EXERCISE REQUIREMENTS —
Rewrite every item below in full, requests included, and add 26 to each point coordinate in the answers, leaving the sample coordinates in the requests unchanged. Leave the pictures out.
________________________
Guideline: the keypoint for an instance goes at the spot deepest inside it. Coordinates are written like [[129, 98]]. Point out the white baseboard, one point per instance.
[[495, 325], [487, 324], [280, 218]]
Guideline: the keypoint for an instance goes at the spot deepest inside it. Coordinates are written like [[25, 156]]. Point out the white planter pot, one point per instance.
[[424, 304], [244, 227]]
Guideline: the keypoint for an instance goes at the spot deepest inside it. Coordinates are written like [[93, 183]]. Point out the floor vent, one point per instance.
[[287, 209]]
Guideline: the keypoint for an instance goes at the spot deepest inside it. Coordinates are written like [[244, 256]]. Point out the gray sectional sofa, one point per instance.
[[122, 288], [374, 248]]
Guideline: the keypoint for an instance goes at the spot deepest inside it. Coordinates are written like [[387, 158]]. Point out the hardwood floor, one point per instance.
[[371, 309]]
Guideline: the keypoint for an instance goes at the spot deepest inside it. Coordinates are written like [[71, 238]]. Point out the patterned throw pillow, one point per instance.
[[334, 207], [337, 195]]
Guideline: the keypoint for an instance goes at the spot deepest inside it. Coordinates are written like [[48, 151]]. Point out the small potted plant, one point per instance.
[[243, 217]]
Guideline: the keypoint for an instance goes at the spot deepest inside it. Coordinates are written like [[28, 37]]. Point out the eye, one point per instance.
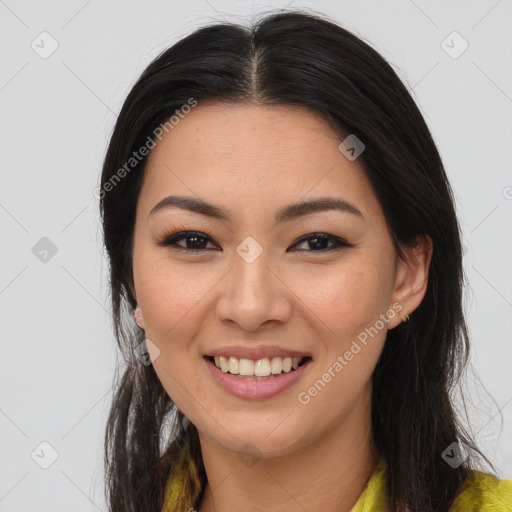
________________________
RESPONSE TO THIS TASK —
Guideline: the keypoint for an instance goes at the spot deepest inside it. Coordinates are written like [[129, 98]]. Point out the white baseboard, one point per instance.
[[521, 351], [513, 350], [306, 244]]
Guideline: the keypoint for an instance goes at the spot deepest inside it. Coordinates are written like [[25, 156]]. Point out the white planter pot, one point per instance.
[[450, 330], [270, 253]]
Guideline: the keypoint for an instance goes at the spot deepest inside it. Coordinates are written like [[93, 183]]. Point out the floor vent, one point per instance.
[[313, 235]]
Guideline: the keypoint for an instance goes at the spot deepest inside it. Coordinates are written like [[244, 256]]. Point out the gray sectional sofa, one point per instance.
[[148, 314], [400, 274]]
Guideline: the keypoint for an instance goes at the spot deepest inside it. Coordinates are written like [[387, 158]]. Point out the hardwood floor, one point per instance.
[[397, 335]]
Guideline: the keypoint for an instance goes at the spot deepest inside it. Coordinates are written like [[71, 238]]. Point out the patterned throw pillow, one point per instance.
[[360, 233], [363, 221]]
Guideline: the keypoint for an instance goes at the spot deepest inside it. Coordinates are written like [[48, 151]]. Point out the small potted plant, one point per instance.
[[269, 243]]
Guideline: the keypoint for an instance goes at the spot deepest inside it. Coordinates are written like [[28, 37]]. Point out the eye, one point per instance.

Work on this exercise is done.